• [DOCUMENT SEGMENT]
● ● ● ● ● ● ●

2014-04-07 Thread Tvrtko Ursulin


On 04/07/2014 02:18 PM, Siluvery, Arun wrote:

On 27/03/2014 22:23, Chris Wilson wrote:

On Thu, Mar 27, 2014 at 03:28:26PM +,
arun.siluv...@linux.intel.com wrote:

From: Siluvery, Arun arun.siluv...@intel.com

This patch series adds a new ioctl to resize a gem object.


I'm tired, but off the top of my head, I think you can do away with the
magic extension to create_ioctl. If we allow any one to fallocate()
ranges of any object, the user can create a large object, populate it
all with a scratch page, then later populate regions as required. This
looks quite a reasonable and useful feature.
-Chris


Could you clarify my understanding on how to use fallocate() to resize
the object, considering the case where we start with an object of size x
and want to increase its size  to (x+y) at a later point.
My understanding is, first object is created with gem_create ioctl with
size x. At a later point if it is to be resized, we allocate y at the
end of x using fallocate(). It is allocating the pages for us and from
its implementation it is clear that the file size is updated with new
value if offset+len is greater than initial size.

● ● ● ● ● ● ●

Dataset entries
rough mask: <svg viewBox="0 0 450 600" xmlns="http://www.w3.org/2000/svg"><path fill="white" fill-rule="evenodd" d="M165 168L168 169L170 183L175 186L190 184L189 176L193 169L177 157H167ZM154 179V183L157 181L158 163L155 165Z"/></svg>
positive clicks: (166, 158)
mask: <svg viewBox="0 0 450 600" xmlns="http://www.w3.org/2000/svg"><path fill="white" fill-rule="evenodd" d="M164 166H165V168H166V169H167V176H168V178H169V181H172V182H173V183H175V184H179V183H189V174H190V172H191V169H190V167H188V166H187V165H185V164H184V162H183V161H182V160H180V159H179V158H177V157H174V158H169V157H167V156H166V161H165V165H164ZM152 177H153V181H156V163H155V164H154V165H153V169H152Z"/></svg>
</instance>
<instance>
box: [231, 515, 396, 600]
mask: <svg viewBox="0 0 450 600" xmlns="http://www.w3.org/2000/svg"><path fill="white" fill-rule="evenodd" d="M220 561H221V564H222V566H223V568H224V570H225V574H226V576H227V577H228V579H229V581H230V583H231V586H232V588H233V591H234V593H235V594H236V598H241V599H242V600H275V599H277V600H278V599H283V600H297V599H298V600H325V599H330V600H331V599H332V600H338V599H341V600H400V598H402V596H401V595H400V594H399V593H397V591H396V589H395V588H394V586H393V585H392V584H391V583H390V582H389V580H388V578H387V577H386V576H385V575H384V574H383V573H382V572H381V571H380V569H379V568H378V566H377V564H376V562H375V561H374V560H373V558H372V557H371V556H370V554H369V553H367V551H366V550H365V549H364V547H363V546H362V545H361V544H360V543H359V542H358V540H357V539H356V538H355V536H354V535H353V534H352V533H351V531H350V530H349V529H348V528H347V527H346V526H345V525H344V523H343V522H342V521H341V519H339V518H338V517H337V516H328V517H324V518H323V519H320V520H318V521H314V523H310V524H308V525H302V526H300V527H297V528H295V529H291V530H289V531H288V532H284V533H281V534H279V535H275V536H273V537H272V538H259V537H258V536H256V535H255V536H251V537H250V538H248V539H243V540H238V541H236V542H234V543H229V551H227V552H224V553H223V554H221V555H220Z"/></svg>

● ● ● ● ● ● ●

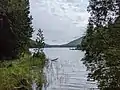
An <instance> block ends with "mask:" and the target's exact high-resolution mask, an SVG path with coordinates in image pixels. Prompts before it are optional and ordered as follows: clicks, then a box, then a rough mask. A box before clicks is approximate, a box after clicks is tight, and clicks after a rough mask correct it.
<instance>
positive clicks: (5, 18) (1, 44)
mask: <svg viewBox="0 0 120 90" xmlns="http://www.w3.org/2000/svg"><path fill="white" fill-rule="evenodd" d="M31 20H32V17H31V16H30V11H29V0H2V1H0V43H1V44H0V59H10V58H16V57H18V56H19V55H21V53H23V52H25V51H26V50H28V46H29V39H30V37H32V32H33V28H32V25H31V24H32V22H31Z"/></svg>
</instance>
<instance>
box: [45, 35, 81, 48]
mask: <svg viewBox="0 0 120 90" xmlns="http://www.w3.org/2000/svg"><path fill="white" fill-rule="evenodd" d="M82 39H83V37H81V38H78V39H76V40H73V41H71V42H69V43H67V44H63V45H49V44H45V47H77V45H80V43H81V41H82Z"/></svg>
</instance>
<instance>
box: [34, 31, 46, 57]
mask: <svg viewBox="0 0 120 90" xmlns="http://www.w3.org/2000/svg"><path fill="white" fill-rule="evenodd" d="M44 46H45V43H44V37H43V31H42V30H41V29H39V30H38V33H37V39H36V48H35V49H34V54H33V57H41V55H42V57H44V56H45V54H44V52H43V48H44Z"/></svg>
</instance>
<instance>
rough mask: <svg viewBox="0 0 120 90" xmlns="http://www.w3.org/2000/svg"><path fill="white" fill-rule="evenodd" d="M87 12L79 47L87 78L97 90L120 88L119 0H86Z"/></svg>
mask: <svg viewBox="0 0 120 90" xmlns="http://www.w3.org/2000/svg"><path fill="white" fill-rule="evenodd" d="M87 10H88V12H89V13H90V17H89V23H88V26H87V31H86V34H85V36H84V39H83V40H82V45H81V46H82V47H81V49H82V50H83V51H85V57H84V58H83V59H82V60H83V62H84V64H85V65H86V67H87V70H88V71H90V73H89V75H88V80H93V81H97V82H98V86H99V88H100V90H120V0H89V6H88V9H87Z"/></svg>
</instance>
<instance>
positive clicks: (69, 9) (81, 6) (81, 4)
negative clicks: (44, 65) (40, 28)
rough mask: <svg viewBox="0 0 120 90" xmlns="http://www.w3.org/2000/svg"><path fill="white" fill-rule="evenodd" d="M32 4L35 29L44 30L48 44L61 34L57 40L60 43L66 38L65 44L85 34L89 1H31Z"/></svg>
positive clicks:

● ● ● ● ● ● ●

• [PROMPT]
Give the passage of the mailing list thread starting at "I'm tired, but" and ending at "a later point." again, but switch "scratch page" to "zeroed page".

• [FINISHED TASK]
I'm tired, but off the top of my head, I think you can do away with the
magic extension to create_ioctl. If we allow any one to fallocate()
ranges of any object, the user can create a large object, populate it
all with a zeroed page, then later populate regions as required. This
looks quite a reasonable and useful feature.
-Chris


Could you clarify my understanding on how to use fallocate() to resize
the object, considering the case where we start with an object of size x
and want to increase its size  to (x+y) at a later point.